Exercise brief: Write out the whole passage below on the Calabrian coast and the Kaulonia Tarantella Festival, word for word.

Selected excerpt:

┌──

DID YOU KNOW THAT …?
In addition to natural disasters, this territory has long been battered by the invasions of the Saracen pirates who plundered the countries, enslaved the population, and razed everything they encountered. Dozens of cities on the Calabrian coast were rebuilt in an inland position to try to cope with this scourge. In the 1500s the marquis Fabrizio Pignatelli had 72 watch towers built along the entire coast. The surveillance and sighting service had to be provided by all citizens aged 15 to 60, divided by districts. In the event of a sudden landing by the Saracens, the citizens who were on guard at that time had to carry out signals previously agreed on.
The Kaulonia Tarantella Festival
From 1999, the splendid ancient village of Caulonia has warmed up to the frenetic pace of the tarantella, the traditional dance common throughout Southern Italy during the month of August, which constitutes an invaluable cultural heritage, always lively buzzing with excitement. The festival, which with its shows brings more than 35 thousand people to the streets each year, is now a leading Italian event dedicated to the tarantella and prestigious guests such as Eugenio Bennato and artists such as Mimmo Cavallaro have performed on its stage, who in this context found their fortune and renewed their artistic direction with taste, quality, and attention. The festival includes Tarantella Power laboratories, during which professionals from the sector teach those who are interested how to dance the tarantella, singing in time and playing traditional instruments such as the Calabrian lira. All the workshops are free and offer a unique experience to help understand the rhythm of these lands and transform into frenzied, wild, and timeless dances.

└──

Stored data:
┌──

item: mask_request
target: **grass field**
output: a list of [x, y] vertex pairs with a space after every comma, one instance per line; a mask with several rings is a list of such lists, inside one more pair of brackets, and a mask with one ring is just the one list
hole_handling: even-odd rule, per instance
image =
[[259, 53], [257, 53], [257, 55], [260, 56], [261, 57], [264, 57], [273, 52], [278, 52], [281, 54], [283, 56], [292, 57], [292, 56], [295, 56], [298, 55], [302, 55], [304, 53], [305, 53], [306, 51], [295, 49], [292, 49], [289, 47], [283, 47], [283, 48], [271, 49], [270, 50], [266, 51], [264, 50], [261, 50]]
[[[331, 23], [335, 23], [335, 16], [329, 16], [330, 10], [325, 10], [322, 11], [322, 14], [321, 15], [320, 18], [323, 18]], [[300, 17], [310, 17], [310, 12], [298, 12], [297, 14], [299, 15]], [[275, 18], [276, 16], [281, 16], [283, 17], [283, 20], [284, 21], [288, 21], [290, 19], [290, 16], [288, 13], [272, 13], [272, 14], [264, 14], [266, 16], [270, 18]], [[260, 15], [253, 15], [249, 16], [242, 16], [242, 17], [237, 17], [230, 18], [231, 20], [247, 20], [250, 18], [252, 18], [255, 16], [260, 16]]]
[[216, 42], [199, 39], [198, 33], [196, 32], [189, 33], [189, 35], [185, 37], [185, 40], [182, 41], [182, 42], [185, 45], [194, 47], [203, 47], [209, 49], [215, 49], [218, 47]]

└──

Written reply:
DID YOU KNOW THAT …?
In addition to natural disasters, this territory has long been battered by the invasions of the Saracen pirates who plundered the countries, enslaved the population, and razed everything they encountered. Dozens of cities on the Calabrian coast were rebuilt in an inland position to try to cope with this scourge. In the 1500s the marquis Fabrizio Pignatelli had 72 watch towers built along the entire coast. The surveillance and sighting service had to be provided by all citizens aged 15 to 60, divided by districts. In the event of a sudden landing by the Saracens, the citizens who were on guard at that time had to carry out signals previously agreed on.
The Kaulonia Tarantella Festival
From 1999, the splendid ancient village of Caulonia has warmed up to the frenetic pace of the tarantella, the traditional dance common throughout Southern Italy during the month of August, which constitutes an invaluable cultural heritage, always lively buzzing with excitement. The festival, which with its shows brings more than 35 thousand people to the streets each year, is now a leading Italian event dedicated to the tarantella and prestigious guests such as Eugenio Bennato and artists such as Mimmo Cavallaro have performed on its stage, who in this context found their fortune and renewed their artistic direction with taste, quality, and attention. The festival includes Tarantella Power laboratories, during which professionals from the sector teach those who are interested how to dance the tarantella, singing in time and playing traditional instruments such as the Calabrian lira. All the workshops are free and offer a unique experience to help understand the rhythm of these lands and transform into frenzied, wild, and timeless dances.